Reproduce every one of the records below line for line, leaving out the pictures.

* [Records]:
##############################

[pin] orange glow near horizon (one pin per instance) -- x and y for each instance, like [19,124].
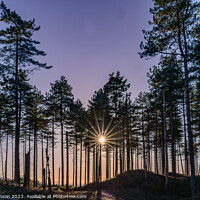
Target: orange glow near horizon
[102,140]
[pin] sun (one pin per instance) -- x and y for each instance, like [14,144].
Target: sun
[102,140]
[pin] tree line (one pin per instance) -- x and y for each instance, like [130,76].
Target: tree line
[159,129]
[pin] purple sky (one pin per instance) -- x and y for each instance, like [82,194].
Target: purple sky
[86,40]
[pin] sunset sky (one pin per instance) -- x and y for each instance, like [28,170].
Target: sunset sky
[86,40]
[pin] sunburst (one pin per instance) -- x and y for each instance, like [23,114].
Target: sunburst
[101,135]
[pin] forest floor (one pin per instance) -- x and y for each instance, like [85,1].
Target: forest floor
[130,186]
[127,186]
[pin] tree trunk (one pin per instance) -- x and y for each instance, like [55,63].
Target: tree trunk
[185,139]
[62,154]
[166,147]
[6,161]
[53,167]
[67,160]
[88,165]
[144,149]
[81,162]
[172,138]
[17,131]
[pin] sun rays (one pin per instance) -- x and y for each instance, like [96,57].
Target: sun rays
[101,133]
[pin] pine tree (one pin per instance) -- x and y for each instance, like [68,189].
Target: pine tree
[19,50]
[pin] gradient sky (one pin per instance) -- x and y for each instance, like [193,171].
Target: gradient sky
[86,40]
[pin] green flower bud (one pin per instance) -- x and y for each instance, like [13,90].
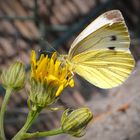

##############################

* [Result of this task]:
[pin] orange glow near horizon (one pin per instance) -- x and y for each instance, like [19,124].
Target: orange glow near horizon
[102,140]
[pin] sun (one pin per instance) -- x and y for each instance, like [14,144].
Target: sun
[102,140]
[pin] tree line (one pin per instance) -- x and y for each instance, like [130,76].
Target: tree line
[159,129]
[pin] purple sky (one pin per instance) -- x and y for each instance, like [82,194].
Target: purple sky
[86,40]
[pin] sunset sky (one pin per instance) -- x and y for each instance, like [28,170].
Target: sunset sky
[86,40]
[pin] sunburst (one pin per instance) -- x and y for each instance, like [23,114].
Target: sunburst
[101,135]
[pin] forest floor (one pin per instance) -- x and y for each instance, like [85,1].
Target: forest floor
[130,186]
[127,186]
[pin] tree trunk (one pin per instance) -- x and y for each instance, like [55,63].
Target: tree trunk
[185,139]
[62,154]
[166,147]
[6,161]
[53,167]
[67,160]
[88,165]
[144,149]
[81,162]
[172,138]
[17,131]
[pin] sun rays (one pin per instance) -- x and y for each instance, like [96,57].
Target: sun rays
[101,133]
[pin] pine tree (one pin per instance) -- x and y for each instance, like [68,189].
Target: pine tree
[19,50]
[pin] gradient sky (one pin per instance) -- x and y for each instance, like [193,171].
Target: gradient sky
[86,40]
[pin] green flower bud (one pin per instance) -- x and y for each instance, like [13,90].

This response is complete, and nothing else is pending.